» **THE DATA**
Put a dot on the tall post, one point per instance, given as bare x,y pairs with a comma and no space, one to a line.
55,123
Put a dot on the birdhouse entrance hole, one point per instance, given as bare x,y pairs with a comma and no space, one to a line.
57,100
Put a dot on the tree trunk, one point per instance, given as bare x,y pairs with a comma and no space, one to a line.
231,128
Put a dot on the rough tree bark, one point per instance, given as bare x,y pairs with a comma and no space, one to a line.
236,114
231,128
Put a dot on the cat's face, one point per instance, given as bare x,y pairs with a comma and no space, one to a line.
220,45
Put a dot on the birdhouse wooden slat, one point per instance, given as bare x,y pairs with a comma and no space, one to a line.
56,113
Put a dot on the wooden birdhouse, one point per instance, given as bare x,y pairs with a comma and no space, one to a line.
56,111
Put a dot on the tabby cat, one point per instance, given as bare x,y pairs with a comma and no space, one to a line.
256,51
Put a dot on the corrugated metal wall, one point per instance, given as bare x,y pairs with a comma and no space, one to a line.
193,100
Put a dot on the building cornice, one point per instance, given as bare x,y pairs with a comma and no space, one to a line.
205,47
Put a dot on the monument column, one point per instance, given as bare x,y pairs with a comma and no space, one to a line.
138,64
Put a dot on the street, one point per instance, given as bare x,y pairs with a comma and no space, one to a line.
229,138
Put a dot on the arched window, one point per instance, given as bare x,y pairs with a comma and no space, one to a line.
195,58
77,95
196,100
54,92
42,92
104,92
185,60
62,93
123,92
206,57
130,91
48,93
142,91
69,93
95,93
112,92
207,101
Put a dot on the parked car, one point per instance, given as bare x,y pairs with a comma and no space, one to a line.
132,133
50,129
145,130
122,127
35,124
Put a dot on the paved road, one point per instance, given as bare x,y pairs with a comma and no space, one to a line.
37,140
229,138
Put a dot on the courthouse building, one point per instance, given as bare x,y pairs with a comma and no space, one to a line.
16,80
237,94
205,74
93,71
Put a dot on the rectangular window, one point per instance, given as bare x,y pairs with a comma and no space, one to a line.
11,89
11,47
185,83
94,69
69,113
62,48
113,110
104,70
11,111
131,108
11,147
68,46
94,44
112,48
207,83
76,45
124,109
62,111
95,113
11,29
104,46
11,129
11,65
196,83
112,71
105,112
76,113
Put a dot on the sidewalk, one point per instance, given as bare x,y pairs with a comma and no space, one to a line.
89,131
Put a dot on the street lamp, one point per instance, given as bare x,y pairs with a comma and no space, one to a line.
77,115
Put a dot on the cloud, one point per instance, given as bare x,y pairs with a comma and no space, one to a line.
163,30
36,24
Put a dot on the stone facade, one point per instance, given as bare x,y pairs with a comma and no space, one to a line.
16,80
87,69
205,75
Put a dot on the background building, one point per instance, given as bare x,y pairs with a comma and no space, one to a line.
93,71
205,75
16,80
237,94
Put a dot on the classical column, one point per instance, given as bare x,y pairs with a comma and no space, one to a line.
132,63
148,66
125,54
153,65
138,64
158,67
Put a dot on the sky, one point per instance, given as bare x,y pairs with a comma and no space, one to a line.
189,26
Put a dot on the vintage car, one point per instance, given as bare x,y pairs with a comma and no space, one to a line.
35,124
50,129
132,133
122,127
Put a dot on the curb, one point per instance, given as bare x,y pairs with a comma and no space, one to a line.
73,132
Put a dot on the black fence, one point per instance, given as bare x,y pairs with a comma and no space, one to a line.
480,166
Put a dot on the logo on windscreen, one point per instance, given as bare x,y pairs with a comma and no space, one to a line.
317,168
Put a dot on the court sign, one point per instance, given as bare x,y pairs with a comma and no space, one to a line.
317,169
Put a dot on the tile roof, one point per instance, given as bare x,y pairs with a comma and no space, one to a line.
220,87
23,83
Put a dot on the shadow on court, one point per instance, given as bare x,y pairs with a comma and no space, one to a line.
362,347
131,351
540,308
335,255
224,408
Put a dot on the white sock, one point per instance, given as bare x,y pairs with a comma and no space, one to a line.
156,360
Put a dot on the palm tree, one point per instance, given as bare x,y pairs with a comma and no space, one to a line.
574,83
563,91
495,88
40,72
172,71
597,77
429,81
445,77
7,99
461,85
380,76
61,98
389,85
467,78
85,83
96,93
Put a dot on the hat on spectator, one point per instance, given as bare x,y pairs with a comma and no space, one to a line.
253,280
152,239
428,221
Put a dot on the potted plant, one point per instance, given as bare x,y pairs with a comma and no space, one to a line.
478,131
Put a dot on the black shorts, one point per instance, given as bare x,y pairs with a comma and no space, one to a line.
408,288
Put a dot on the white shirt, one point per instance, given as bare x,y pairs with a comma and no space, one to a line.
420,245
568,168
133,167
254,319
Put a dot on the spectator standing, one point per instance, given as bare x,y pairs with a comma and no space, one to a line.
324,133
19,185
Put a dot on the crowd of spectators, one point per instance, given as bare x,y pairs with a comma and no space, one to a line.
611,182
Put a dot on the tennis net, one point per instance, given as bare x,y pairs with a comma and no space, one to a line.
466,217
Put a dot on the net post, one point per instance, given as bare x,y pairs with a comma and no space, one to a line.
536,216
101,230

» **PROBLEM DETAILS**
The answer must be an exact transcription of every record above.

» **REPLY TO THE TASK**
Put a dot on the tall post, one point per instance, given as bare x,y pairs with a comma and no space, one to a line.
55,123
Put a dot on the birdhouse entrance hole, one point per instance, given as bare x,y pairs with a comma and no space, one to a line.
57,100
Put a dot on the tree trunk, one point per instance, given as bare x,y pairs with a comma and no space, one to a line.
231,128
Put a dot on the rough tree bark, one point per instance, given as bare x,y pairs with a comma and no space, one to a line.
236,114
231,128
Put a dot on the cat's face, one point per instance, given as bare x,y pairs with a comma and no space, one to a line.
220,45
Put a dot on the birdhouse wooden slat, one point per instance, given as bare x,y pairs with a comma and no space, one to a line.
56,113
Put a dot on the wooden birdhouse, one point per instance, given as bare x,y pairs with a comma and no space, one to a line.
56,111
Put a dot on the tabby cat, one point per instance, given as bare x,y pairs with a comma and no space, one to a line.
256,51
Put a dot on the corrugated metal wall, one point per instance, given as bare x,y pairs with a comma and no space, one to a line.
193,100
Put a dot on the building cornice, one point per instance, given as bare x,y pairs with a comma and no space, one to a line.
205,47
Put a dot on the monument column, one point per instance, given as bare x,y pairs with a comma and no space, one to a line.
138,64
Put a dot on the street, one point per instance, given as bare x,y pairs with a comma and no space, one to a line.
229,138
Put a dot on the arched window, one point per instance, given as bare x,y pairs with a comma and no space, one to a line.
195,58
77,95
196,100
54,92
42,92
104,92
185,60
62,93
123,92
206,57
130,91
48,93
142,91
69,93
95,93
112,92
207,101
Put a dot on the parked car, one point per instance, given as bare x,y pairs with a comma and no space, one to a line.
132,133
50,129
145,130
122,127
35,124
Put a dot on the paved road, one point per instance, given as bare x,y pairs with a comma and no space, one to a line.
37,140
229,138
Put a dot on the courthouse building, one point per instance, given as bare x,y pairs with a comma and no space, one to a line.
16,80
237,94
205,74
93,71
Put a dot on the rectangular window, one point per instance, given as bare x,y pairs with a comma and no space, one to a line.
11,89
11,47
185,83
94,69
69,113
62,48
113,110
104,70
11,111
131,108
11,147
68,46
94,44
112,48
207,83
76,45
124,109
62,111
95,113
11,29
104,46
11,129
11,65
196,83
112,71
105,112
76,113
Put a dot on the sidewalk, one point per instance, given as bare x,y pairs with a comma and no space, one to a line.
89,131
Put a dot on the street lamp, one point per instance, given as bare x,y pairs with a comma and no space, one to a line.
77,115
Put a dot on the cloud, one point per instance, given as bare x,y pairs with a comma and no space, one to a line.
163,30
36,24
Put a dot on the stone facade, one point per instance, given as bare x,y pairs with a comma and no space, one to a line.
16,80
87,69
205,75
Put a dot on the background building, one point per instance, given as bare x,y pairs with a comma and no space, one to a line.
93,71
205,75
16,80
237,94
Put a dot on the classical column, one point per instance, given as bare x,y pairs with a comma and no space, one to a line.
132,63
148,66
125,54
153,65
138,64
158,67
Put a dot on the sky, one point per instance, given as bare x,y pairs with a comma and no space, one to a line.
189,26
Put a dot on the vintage car, one point per instance, given as bare x,y pairs with a comma and no space, one to a line.
35,124
50,129
132,133
122,127
Put a dot on the curb, one point per instance, given as bare x,y pairs with a comma and no space, one to a line.
73,132
Put a dot on the black fence, one point per instance, given as bare x,y pairs with a comma and no space, one to a line.
480,166
Put a dot on the logo on windscreen, one point per instance, given as bare x,y pairs with a comma and no space, one to a line.
317,168
Put a dot on the court sign, one point per instance, given as bare x,y pairs with a comma and no space, one to a line.
317,169
Put a dot on the tile roof, one point per instance, given as bare x,y pairs with a comma and no space, one to a line.
220,87
23,83
Put a dot on the shadow on court, one point per instance, given as bare x,y pairs with a comma and no space, one to a line.
362,347
131,351
540,308
335,255
224,408
Put a dot on the white sock, one point per instance, given as bare x,y pairs with a comma and no space, one to a line.
156,360
Put a dot on the palm tree, one point per instance, given as bare x,y pairs with a comma and no space, one to a line.
574,83
563,91
495,88
40,72
172,71
597,77
429,81
445,77
7,99
461,85
380,76
61,98
389,85
467,78
85,83
96,93
Put a dot on the hat on spectator, one point per instance, given as bare x,y pairs with a comma and no space, one to a line.
253,280
152,239
428,221
Put a dot on the potted plant, one point per instance, given as bare x,y pairs with a comma and no space, one to a line.
478,131
Put a dot on the black shorts, one point per instance, given as bare x,y pairs with a comma and no space, one to a line.
408,288
Put a dot on the white shirt, one point per instance, given as bare x,y pairs with a comma and no space, one to a line.
420,245
568,168
133,167
254,319
Put a dot on the spectator standing, one point per instance, given as bare x,y pairs with a comma and no space, one to a line.
324,133
19,185
Put a dot on the crowd of spectators, one point per instance, given as bare x,y pairs with a comma and no space, one to a line.
611,182
Put a dot on the tennis net, one point per instance, given as bare x,y pairs with a comma and no space, one to a line.
466,217
Put a dot on the net post, one point per instance, given as bare x,y pairs with a comma and no space, one to a line.
536,216
101,230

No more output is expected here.